Exercise: Retrieve each line that contains the word "wheel" from the entries below.

Record extracts Start Marker

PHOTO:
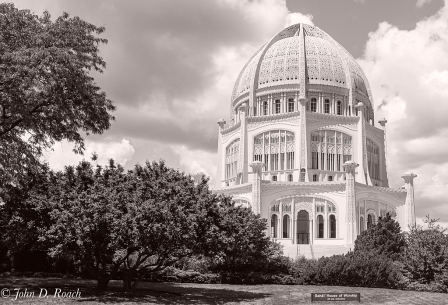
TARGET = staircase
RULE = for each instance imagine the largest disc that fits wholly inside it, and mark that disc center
(313, 251)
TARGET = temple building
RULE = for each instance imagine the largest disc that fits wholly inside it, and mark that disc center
(301, 147)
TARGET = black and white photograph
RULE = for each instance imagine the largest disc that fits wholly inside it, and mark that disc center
(224, 152)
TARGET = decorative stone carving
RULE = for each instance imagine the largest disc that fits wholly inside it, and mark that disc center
(409, 206)
(255, 122)
(351, 220)
(257, 166)
(229, 132)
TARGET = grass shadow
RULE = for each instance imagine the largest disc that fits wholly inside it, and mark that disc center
(148, 292)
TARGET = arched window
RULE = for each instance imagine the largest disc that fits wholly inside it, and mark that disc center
(232, 159)
(275, 149)
(313, 105)
(290, 105)
(332, 226)
(286, 227)
(302, 175)
(265, 108)
(373, 160)
(303, 228)
(277, 106)
(320, 226)
(330, 150)
(243, 203)
(370, 220)
(327, 106)
(274, 225)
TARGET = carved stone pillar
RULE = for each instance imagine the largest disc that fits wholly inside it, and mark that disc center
(409, 207)
(350, 217)
(303, 141)
(219, 175)
(243, 154)
(363, 173)
(257, 166)
(384, 173)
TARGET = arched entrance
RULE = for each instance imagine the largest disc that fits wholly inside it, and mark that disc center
(320, 226)
(370, 220)
(274, 226)
(286, 226)
(303, 227)
(332, 226)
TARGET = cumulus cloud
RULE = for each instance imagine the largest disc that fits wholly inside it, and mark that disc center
(63, 154)
(194, 161)
(420, 3)
(294, 18)
(408, 73)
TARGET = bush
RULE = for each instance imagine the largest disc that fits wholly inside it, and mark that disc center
(425, 259)
(171, 274)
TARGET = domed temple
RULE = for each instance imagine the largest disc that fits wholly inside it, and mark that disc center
(302, 148)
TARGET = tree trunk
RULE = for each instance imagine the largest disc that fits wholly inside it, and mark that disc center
(102, 283)
(127, 281)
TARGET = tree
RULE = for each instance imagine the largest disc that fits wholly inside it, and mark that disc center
(172, 218)
(383, 238)
(88, 221)
(132, 222)
(24, 214)
(46, 91)
(426, 256)
(240, 242)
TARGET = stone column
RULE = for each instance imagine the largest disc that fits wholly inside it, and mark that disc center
(257, 166)
(409, 206)
(303, 141)
(243, 149)
(363, 173)
(350, 217)
(383, 169)
(219, 175)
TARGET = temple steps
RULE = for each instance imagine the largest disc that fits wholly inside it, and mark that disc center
(314, 251)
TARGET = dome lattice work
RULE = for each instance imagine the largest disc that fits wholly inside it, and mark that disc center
(278, 63)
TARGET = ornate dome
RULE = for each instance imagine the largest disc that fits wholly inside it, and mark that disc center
(280, 63)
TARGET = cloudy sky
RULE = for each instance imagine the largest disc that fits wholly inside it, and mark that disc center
(171, 66)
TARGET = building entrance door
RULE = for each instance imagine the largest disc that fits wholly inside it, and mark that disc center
(303, 227)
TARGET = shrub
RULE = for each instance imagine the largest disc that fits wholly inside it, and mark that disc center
(383, 238)
(425, 260)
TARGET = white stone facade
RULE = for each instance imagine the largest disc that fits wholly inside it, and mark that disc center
(302, 149)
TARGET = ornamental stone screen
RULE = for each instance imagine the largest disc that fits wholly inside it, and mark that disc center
(301, 147)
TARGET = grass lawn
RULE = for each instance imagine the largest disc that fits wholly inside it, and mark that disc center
(173, 293)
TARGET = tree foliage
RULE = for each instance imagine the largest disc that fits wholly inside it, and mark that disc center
(426, 256)
(46, 91)
(383, 238)
(240, 241)
(25, 214)
(130, 223)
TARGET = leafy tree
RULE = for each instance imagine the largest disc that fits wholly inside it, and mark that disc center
(46, 91)
(240, 243)
(88, 219)
(383, 238)
(131, 223)
(171, 218)
(426, 256)
(24, 215)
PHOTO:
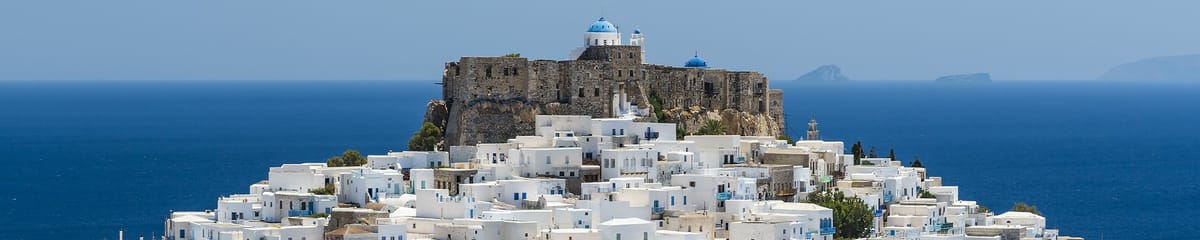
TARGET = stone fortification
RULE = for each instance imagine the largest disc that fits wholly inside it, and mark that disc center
(492, 99)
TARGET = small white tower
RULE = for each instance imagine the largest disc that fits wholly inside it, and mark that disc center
(636, 39)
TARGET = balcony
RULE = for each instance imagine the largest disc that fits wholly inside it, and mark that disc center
(299, 213)
(828, 231)
(724, 196)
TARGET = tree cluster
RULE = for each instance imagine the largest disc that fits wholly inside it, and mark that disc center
(916, 162)
(328, 190)
(851, 216)
(712, 127)
(351, 157)
(857, 150)
(1026, 208)
(425, 139)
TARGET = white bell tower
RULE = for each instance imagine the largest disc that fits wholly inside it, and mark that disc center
(636, 39)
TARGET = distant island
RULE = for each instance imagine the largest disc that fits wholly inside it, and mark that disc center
(1181, 67)
(825, 73)
(965, 78)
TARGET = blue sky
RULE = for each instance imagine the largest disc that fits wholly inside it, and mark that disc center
(412, 40)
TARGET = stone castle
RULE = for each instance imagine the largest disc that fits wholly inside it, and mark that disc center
(492, 99)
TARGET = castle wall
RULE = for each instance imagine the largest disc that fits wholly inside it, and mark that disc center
(491, 99)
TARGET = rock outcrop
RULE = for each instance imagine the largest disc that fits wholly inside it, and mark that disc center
(1163, 69)
(493, 99)
(965, 78)
(825, 73)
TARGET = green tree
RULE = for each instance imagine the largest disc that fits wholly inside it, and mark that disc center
(328, 190)
(712, 127)
(349, 157)
(426, 139)
(916, 162)
(658, 107)
(851, 216)
(1026, 208)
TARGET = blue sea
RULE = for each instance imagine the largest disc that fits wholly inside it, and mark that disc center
(88, 157)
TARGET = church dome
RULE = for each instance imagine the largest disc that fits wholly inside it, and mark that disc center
(696, 61)
(603, 25)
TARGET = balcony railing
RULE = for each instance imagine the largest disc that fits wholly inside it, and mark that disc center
(299, 213)
(828, 231)
(724, 196)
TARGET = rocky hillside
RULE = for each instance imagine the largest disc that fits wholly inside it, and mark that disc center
(823, 73)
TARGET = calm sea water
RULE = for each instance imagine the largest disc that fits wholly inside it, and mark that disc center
(85, 159)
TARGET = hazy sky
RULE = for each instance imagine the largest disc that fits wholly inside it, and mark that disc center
(412, 40)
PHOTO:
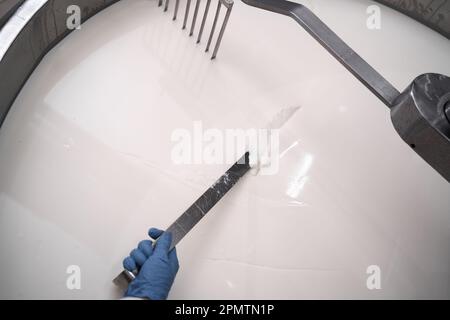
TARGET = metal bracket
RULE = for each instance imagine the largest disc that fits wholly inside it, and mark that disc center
(420, 113)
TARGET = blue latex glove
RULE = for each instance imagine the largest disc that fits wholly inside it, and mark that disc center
(157, 267)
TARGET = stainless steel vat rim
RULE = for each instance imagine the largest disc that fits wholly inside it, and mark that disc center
(11, 30)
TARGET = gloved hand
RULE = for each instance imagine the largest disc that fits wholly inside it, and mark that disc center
(156, 265)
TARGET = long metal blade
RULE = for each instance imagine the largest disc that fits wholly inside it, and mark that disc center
(198, 210)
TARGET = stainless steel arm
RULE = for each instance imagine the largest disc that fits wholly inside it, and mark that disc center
(364, 72)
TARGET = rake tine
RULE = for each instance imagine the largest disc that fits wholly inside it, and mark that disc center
(219, 5)
(229, 6)
(205, 15)
(197, 5)
(177, 4)
(186, 14)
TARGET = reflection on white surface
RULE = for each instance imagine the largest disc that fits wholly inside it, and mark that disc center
(298, 182)
(86, 168)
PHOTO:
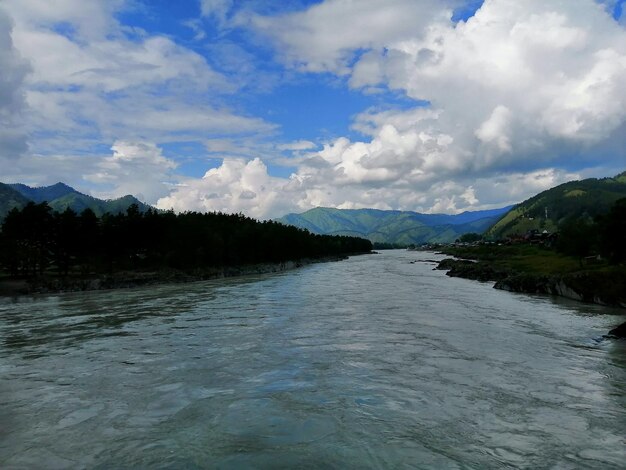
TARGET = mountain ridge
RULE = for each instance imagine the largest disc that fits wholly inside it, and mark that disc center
(394, 226)
(547, 210)
(59, 197)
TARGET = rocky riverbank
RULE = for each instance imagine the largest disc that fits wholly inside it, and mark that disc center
(127, 279)
(599, 287)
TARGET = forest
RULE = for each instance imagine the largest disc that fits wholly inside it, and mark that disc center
(36, 240)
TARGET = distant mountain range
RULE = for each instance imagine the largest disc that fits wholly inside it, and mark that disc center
(61, 196)
(586, 198)
(394, 227)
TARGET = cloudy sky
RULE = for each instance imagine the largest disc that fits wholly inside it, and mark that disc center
(274, 106)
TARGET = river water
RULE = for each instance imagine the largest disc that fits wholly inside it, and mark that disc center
(374, 362)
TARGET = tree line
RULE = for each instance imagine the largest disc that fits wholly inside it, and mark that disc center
(35, 240)
(603, 235)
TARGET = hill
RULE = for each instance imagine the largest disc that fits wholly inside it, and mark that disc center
(61, 196)
(10, 198)
(394, 227)
(586, 198)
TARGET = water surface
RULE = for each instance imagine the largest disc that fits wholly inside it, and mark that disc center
(374, 362)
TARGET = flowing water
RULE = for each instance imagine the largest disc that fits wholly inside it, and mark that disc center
(373, 362)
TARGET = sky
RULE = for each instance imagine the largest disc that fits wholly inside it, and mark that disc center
(266, 107)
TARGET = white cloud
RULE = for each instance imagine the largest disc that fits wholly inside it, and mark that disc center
(96, 83)
(522, 88)
(137, 168)
(298, 145)
(326, 36)
(237, 185)
(14, 72)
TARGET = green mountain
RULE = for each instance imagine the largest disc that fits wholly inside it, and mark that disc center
(545, 211)
(61, 196)
(394, 227)
(10, 198)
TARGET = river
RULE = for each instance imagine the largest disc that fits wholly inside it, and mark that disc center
(374, 362)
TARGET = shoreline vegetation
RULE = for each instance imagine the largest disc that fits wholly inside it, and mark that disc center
(44, 251)
(532, 269)
(54, 284)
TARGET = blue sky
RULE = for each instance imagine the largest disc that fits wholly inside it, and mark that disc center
(268, 107)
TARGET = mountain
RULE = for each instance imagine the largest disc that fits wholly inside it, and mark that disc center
(394, 227)
(585, 198)
(10, 198)
(61, 196)
(45, 193)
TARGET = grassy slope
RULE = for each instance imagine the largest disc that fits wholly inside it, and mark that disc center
(393, 226)
(585, 198)
(534, 269)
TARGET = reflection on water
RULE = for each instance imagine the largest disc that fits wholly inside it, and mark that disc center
(375, 362)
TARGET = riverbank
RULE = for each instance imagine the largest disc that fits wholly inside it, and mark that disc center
(537, 270)
(127, 279)
(532, 269)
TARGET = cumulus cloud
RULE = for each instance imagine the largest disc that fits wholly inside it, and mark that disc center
(237, 185)
(326, 36)
(137, 168)
(12, 104)
(94, 82)
(525, 89)
(520, 97)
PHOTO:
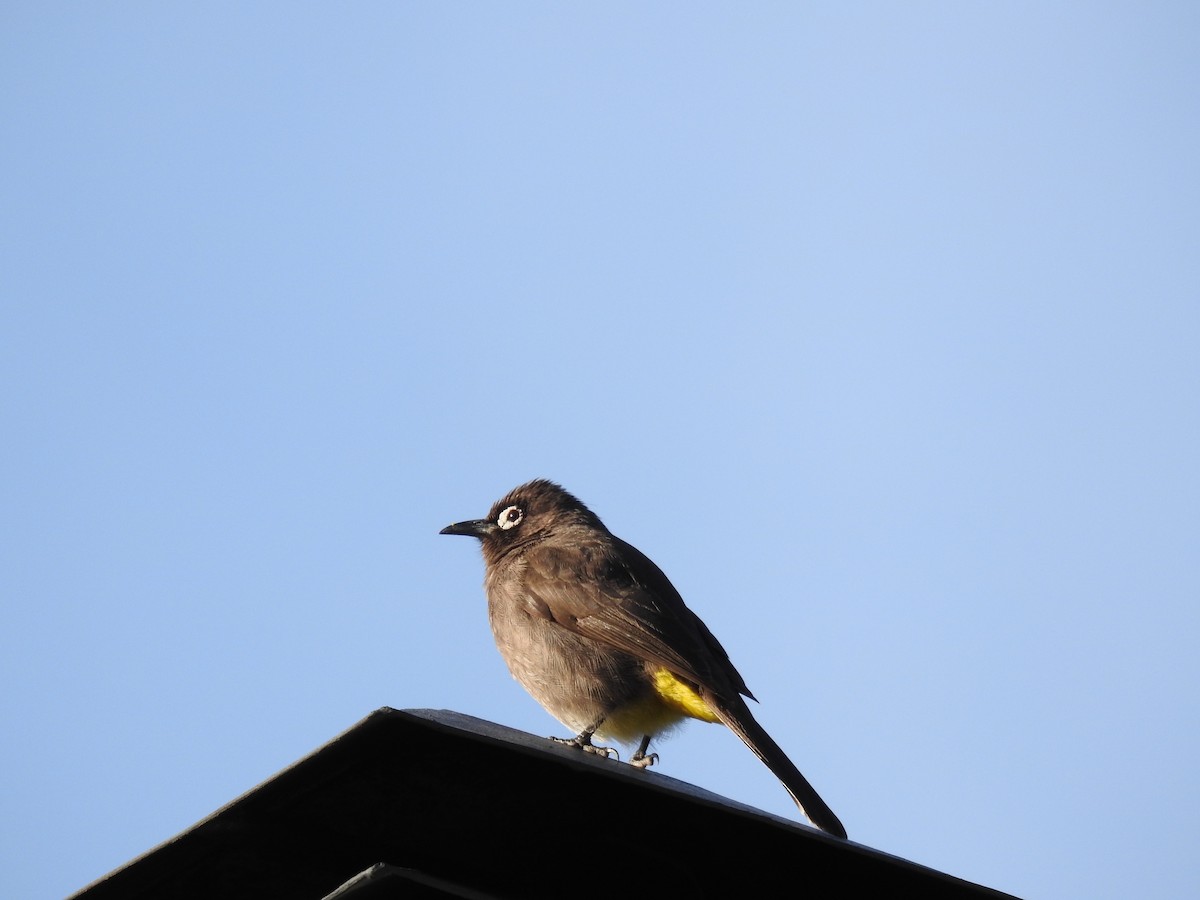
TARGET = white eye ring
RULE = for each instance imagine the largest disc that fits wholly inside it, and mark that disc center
(510, 517)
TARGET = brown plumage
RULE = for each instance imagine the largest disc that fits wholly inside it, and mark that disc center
(601, 639)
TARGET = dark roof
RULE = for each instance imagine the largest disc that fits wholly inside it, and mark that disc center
(435, 804)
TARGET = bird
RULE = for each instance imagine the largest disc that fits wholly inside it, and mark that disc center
(600, 637)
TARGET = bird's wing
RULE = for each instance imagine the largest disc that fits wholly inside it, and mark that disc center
(617, 595)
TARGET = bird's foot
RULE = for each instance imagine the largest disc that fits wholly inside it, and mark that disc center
(643, 760)
(583, 742)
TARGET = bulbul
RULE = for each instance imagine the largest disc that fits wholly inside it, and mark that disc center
(601, 639)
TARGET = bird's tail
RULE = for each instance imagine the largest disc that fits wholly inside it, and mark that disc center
(741, 721)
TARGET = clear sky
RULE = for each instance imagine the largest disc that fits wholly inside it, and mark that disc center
(874, 324)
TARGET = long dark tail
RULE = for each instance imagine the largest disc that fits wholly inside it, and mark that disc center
(741, 721)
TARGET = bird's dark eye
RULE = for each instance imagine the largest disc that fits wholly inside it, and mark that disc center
(510, 517)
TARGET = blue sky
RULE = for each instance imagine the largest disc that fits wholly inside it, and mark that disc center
(875, 325)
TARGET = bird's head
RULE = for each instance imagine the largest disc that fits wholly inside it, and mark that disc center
(529, 513)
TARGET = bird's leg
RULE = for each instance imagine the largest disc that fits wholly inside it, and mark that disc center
(583, 742)
(641, 759)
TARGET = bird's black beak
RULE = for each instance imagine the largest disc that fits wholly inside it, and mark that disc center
(475, 528)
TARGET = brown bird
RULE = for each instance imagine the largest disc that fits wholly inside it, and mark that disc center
(601, 639)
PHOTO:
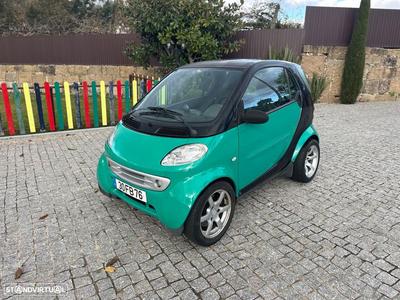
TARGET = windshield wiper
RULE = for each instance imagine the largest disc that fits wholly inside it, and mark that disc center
(169, 112)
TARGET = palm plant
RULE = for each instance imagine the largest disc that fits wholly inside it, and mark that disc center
(318, 84)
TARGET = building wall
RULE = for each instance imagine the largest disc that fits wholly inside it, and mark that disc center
(71, 73)
(381, 73)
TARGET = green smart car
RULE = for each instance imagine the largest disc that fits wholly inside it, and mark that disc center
(207, 134)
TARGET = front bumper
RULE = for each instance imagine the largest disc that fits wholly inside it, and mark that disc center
(171, 206)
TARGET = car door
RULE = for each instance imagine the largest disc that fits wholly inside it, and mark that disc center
(271, 90)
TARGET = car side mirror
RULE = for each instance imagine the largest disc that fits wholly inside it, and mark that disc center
(255, 117)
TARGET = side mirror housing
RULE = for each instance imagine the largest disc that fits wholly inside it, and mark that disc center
(255, 117)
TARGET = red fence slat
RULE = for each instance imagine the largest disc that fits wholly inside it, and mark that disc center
(86, 103)
(119, 95)
(8, 108)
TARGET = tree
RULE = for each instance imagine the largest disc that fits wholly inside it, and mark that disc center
(267, 15)
(207, 27)
(354, 63)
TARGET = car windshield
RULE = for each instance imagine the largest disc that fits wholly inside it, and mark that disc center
(190, 95)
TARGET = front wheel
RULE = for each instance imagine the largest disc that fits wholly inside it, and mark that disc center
(211, 214)
(307, 162)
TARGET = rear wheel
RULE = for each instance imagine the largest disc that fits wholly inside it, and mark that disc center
(307, 162)
(211, 214)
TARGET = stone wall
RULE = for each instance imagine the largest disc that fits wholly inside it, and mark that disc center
(71, 73)
(381, 74)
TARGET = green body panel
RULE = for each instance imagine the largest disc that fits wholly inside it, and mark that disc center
(144, 153)
(95, 109)
(261, 146)
(127, 103)
(18, 109)
(309, 132)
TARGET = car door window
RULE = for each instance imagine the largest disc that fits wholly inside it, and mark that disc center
(267, 90)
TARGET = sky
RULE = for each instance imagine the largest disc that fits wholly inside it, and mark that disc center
(296, 9)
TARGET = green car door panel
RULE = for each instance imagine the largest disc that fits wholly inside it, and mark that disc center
(307, 134)
(261, 146)
(172, 205)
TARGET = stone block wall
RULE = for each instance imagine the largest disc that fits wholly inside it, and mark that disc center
(381, 73)
(71, 73)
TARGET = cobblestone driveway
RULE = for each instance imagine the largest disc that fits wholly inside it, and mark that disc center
(337, 237)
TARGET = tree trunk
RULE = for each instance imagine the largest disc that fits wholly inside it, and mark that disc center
(275, 17)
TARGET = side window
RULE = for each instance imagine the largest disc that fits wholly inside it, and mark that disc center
(267, 90)
(192, 87)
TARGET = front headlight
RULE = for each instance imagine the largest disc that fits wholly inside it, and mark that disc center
(110, 139)
(184, 155)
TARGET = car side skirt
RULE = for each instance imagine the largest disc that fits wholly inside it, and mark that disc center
(270, 174)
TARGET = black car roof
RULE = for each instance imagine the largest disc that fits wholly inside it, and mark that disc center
(237, 63)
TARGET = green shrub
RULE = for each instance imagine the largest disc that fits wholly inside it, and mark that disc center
(283, 54)
(318, 84)
(355, 57)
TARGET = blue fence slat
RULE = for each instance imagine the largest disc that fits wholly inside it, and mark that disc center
(39, 106)
(77, 106)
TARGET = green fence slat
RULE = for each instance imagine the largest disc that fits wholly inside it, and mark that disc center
(95, 109)
(112, 109)
(77, 106)
(59, 106)
(127, 106)
(18, 109)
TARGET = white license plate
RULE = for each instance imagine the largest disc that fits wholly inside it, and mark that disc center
(130, 190)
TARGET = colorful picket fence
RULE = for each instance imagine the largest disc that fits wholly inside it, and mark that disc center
(131, 91)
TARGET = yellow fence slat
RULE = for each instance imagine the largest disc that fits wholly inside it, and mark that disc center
(68, 105)
(29, 107)
(134, 92)
(103, 103)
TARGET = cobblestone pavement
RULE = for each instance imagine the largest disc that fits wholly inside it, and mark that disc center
(337, 237)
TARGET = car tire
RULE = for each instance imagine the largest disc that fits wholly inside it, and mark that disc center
(211, 214)
(307, 162)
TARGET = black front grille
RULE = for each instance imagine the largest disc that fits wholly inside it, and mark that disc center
(178, 132)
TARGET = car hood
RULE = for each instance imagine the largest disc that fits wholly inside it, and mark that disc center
(140, 151)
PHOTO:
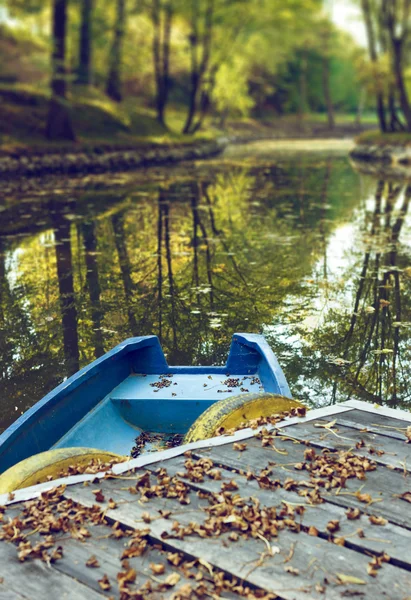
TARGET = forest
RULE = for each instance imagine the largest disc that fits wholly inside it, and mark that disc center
(126, 69)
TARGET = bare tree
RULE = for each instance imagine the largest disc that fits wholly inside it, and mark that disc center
(113, 86)
(84, 67)
(59, 124)
(161, 15)
(395, 16)
(200, 53)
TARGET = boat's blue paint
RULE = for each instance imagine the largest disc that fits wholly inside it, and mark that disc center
(107, 404)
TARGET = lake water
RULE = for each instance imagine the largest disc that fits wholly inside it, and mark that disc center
(285, 241)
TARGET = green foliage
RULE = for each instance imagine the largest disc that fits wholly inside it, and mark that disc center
(230, 94)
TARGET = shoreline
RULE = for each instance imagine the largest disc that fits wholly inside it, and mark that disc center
(101, 160)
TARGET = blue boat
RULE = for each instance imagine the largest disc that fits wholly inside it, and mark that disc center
(132, 389)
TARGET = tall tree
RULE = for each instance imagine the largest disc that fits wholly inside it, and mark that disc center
(396, 17)
(113, 86)
(161, 15)
(200, 40)
(59, 124)
(84, 72)
(370, 27)
(326, 64)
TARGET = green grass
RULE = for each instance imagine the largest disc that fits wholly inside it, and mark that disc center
(97, 121)
(384, 139)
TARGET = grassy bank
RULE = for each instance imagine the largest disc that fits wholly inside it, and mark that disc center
(98, 122)
(105, 125)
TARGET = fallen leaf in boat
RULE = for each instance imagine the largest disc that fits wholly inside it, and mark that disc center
(326, 425)
(292, 570)
(350, 579)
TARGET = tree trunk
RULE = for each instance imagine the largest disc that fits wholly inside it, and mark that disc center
(113, 86)
(198, 70)
(59, 124)
(327, 92)
(161, 55)
(372, 49)
(395, 123)
(397, 46)
(84, 67)
(302, 82)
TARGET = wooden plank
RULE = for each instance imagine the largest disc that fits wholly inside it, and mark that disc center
(36, 581)
(376, 423)
(108, 551)
(396, 454)
(384, 485)
(360, 534)
(315, 558)
(384, 411)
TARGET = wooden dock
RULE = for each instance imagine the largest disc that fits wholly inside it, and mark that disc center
(317, 507)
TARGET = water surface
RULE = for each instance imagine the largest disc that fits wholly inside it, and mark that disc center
(287, 242)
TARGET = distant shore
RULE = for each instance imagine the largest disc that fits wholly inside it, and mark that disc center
(391, 149)
(102, 159)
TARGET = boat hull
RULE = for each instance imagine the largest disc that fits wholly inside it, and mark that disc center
(107, 404)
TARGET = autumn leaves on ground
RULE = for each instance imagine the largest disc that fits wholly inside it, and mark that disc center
(43, 527)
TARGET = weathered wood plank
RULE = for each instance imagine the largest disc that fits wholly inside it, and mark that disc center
(314, 557)
(108, 552)
(396, 454)
(36, 581)
(376, 423)
(360, 534)
(384, 485)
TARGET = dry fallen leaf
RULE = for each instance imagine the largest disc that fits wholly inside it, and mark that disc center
(104, 583)
(292, 570)
(92, 562)
(346, 579)
(99, 495)
(353, 513)
(377, 520)
(158, 569)
(239, 447)
(333, 525)
(366, 498)
(172, 579)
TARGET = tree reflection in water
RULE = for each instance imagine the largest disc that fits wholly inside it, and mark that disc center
(198, 253)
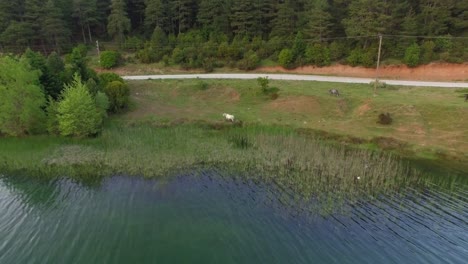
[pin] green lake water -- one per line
(211, 219)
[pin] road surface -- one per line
(294, 77)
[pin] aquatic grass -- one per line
(303, 167)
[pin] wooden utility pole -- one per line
(378, 65)
(98, 49)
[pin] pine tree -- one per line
(184, 12)
(53, 27)
(86, 13)
(118, 22)
(33, 13)
(156, 15)
(435, 16)
(367, 18)
(213, 15)
(284, 22)
(136, 13)
(319, 20)
(22, 100)
(243, 17)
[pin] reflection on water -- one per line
(211, 219)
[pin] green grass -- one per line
(293, 162)
(424, 118)
(300, 141)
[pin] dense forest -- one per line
(200, 33)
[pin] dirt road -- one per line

Record extracts End Marker

Task answer:
TARGET = front wheel
TARGET = rear wheel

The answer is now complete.